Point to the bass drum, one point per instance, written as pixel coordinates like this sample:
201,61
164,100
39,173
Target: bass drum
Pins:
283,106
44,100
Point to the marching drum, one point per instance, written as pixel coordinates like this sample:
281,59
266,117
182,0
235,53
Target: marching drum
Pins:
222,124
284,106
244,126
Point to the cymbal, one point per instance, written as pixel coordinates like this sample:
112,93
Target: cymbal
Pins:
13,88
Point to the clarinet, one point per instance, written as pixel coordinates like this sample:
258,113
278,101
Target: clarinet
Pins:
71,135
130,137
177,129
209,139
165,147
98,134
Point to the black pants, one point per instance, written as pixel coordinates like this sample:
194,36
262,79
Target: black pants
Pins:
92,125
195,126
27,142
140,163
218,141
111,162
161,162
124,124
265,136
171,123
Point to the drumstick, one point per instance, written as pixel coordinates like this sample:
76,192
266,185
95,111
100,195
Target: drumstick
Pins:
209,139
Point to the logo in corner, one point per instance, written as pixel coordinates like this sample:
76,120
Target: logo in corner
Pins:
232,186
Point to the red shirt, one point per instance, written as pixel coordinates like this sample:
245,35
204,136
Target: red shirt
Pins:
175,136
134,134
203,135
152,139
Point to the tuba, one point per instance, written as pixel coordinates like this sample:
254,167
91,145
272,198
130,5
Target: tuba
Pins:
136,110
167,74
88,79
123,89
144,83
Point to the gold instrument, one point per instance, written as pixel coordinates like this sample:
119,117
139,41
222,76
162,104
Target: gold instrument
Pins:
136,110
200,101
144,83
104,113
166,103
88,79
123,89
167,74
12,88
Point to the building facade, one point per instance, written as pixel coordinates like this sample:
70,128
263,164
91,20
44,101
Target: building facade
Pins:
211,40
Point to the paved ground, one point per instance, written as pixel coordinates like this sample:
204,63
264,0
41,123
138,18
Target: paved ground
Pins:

--------------------------------

REQUIRED WORK — Scan the records above for the string "facade", and copy every line where it turns up.

RESULT FOR THIS EXERCISE —
Point to the building facade, one point per instance, written as pixel coordinates like this sample:
Target: building facade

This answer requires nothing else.